_What you have to do_
Below are the records to transcribe exactly; do not include any images.

[Saved entries]
_ _ _ _ _ _ _

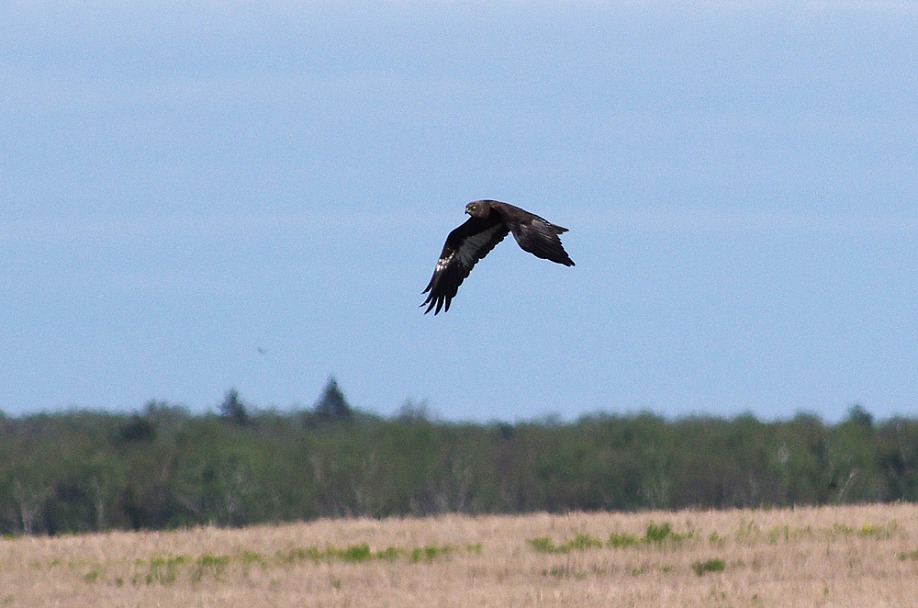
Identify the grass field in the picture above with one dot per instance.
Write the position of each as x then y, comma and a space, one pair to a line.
841, 556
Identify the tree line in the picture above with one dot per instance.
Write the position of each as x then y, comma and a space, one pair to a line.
164, 467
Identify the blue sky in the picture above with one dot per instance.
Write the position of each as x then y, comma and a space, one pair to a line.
199, 196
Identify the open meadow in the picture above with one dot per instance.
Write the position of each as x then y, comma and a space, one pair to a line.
852, 556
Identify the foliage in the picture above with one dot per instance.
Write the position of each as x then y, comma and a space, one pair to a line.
163, 467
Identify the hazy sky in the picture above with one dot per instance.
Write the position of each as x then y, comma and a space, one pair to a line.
196, 196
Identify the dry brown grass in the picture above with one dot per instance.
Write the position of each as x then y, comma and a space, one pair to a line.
843, 556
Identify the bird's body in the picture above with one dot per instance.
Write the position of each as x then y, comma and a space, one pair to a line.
489, 222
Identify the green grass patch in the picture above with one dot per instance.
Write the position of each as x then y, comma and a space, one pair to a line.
654, 535
544, 544
711, 565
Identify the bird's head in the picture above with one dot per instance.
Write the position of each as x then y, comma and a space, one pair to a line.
477, 209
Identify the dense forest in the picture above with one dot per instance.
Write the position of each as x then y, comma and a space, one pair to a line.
164, 467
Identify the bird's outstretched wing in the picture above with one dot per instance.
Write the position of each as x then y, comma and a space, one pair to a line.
464, 246
540, 238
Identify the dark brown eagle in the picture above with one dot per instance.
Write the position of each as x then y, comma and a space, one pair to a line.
489, 223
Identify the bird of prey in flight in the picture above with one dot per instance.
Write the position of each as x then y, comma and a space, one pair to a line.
488, 224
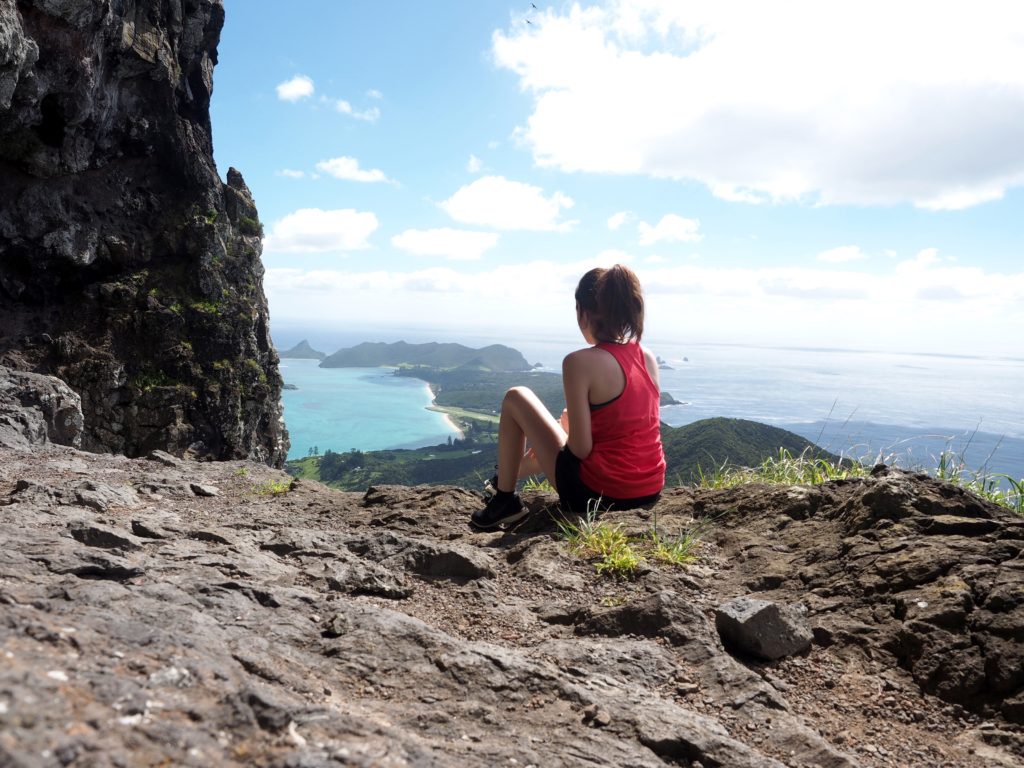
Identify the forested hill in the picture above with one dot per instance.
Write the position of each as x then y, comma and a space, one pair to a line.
699, 448
711, 443
302, 350
433, 354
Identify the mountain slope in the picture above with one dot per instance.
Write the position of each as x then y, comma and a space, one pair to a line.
710, 443
371, 354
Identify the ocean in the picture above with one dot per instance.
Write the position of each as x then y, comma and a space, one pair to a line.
343, 409
896, 407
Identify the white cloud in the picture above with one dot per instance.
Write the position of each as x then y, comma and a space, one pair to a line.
315, 230
904, 303
452, 244
671, 228
842, 254
868, 102
615, 220
298, 87
345, 108
497, 202
348, 169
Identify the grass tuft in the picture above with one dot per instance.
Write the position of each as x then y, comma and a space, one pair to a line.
783, 468
998, 488
620, 555
274, 487
538, 484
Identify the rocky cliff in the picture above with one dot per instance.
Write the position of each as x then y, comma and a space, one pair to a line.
127, 268
159, 611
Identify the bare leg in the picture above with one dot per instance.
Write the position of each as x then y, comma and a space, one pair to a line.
529, 465
523, 416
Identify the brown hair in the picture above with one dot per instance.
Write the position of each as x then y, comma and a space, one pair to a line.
613, 301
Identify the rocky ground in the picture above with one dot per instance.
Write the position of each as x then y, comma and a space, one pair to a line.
168, 612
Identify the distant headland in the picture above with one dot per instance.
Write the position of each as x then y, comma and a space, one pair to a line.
302, 350
448, 356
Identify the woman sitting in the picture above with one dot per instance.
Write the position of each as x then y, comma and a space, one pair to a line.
606, 448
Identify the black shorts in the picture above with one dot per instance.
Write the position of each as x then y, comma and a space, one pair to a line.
578, 497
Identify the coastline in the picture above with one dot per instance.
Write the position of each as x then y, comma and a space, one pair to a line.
444, 413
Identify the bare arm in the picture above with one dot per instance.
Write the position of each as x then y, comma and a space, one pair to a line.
650, 361
577, 383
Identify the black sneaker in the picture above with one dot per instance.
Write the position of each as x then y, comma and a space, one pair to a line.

_ _ _ _ _ _ _

_Exercise response_
Identify the grass field in the picture above with one dot per instance.
Write the position of each as x then y, comma and a space, one pair to a line.
841, 556
Identify the tree line in the picture above with one dot per instance.
Write the position of each as x then y, comma and a space, one pair to a line.
164, 467
Identify the blue sky in the picture above with one dot per instance.
Write the position of each as x then y, comma and a space, one pair to a line.
199, 196
Identify the open meadow in the picture above with one dot per instance.
Write the position of each as x then y, comma and a space, one pair to a line.
852, 556
Identify the foliage in the picture above with one dot per instance.
Write the position of each as x then y, comma and a space, one pair to a line.
163, 467
Identify the hazy sky in the picture above with one dot per instance.
Write the position of each as x then y, comma and a space, one pair to a line.
196, 196
Identify the dry brown grass in the picture above with one dot per instance.
Write the position of each as x then y, comma and a space, one pair to a line.
843, 556
Identify the bird's body in the picture above with one dot per instance.
Write the position of each as x then y, comma and a space, one pair to a line.
489, 222
Identify the green grass patch in the picture above with one dot per instance.
Write the position of each as x then y, comma and a space, one pair to a line.
654, 535
544, 544
711, 565
Identify the bird's head in the picture above with one dot per instance.
Write the position of each as x then y, comma and a space, one pair to a line.
477, 209
Identify the dense forest in the picture above with one dot per instance.
Write the position of each as x then y, comma and a space, one pair to a line.
164, 467
Identify the bird's outstretched wing in the picture above with one dot per instance.
Write the position of each as x then y, comma and a space, one pair to a line.
464, 246
540, 238
Identify the dark brown eagle in the picture above with one dot per instance.
Write the position of each as x then y, comma and a space, one pair to a line.
489, 223
Identify the bird of prey in flight in the picture above with one dot per instance.
Write the position of each as x then y, comma and a space, one pair to a line.
488, 224
Identify the forested hill in the picture above with one dot per instance.
Write the position of each as x then y, comma and a space, one pair to a line.
699, 448
711, 443
302, 350
433, 354
Identify the mountain slope in the picture above with one dot per instance.
Write the position of each as x then y, comma and a space, one pair to a line.
710, 443
371, 354
Identify the ocean in the picture above with one dot per instance.
Write the position of each as x then y, comma and a space, one pair to a line.
343, 409
896, 407
Identify the white cloud in the picture above with one dot per instance.
Write the position of each as x then y, comma and a space, one pair to a line.
315, 230
904, 303
452, 244
671, 228
842, 254
868, 102
615, 220
298, 87
345, 108
497, 202
348, 169
Identify the grass tuft in the picture above with one dot per instance.
Write the position of each as x then y, comma and a space, one pair to a line.
783, 468
998, 488
620, 555
274, 487
538, 484
Identify the rocky cliff in the picture above with one dot per instance.
Write the position of each as x then y, comma and a space, one pair to a line.
127, 268
159, 611
Identify the bare leg in the picture above with one dot per instance.
Write the position of each as x then y, comma and a space, one pair to a line.
529, 465
523, 416
Identify the brown hair in the picture above with one dot per instance.
Write the position of each as x then y, comma and a space, one pair to a line.
613, 301
Identify the rocky ground in the picture above with one dot per instance.
Write the position of each as x then y, comma and a space, one pair to a line.
168, 612
Identify the distant headland in the picture above with one dot per instance.
Write the position of each as x then y, comma and a space, one pair to a line.
302, 350
448, 356
Identify the woman sitting in the picture above with one dot per instance.
Write the position of each as x then y, comma and a space, one pair to a line.
606, 448
Identify the black shorts in the picture above with one dot per instance.
Write the position of each as x then y, comma and a space, one pair to a line.
578, 497
Identify the coastline in the picture above with one dot per instance.
Write the position of each as x then y, comma and a space, one pair to a line.
444, 413
Identify the bare arm in the picture above with one dot per instance.
Write the position of each as x then y, comma and a space, one pair to a line.
650, 361
577, 383
Identify the black sneaker in the picture above with one dot per instance.
Write the position of each as x then y, comma and a space, one pair to a line.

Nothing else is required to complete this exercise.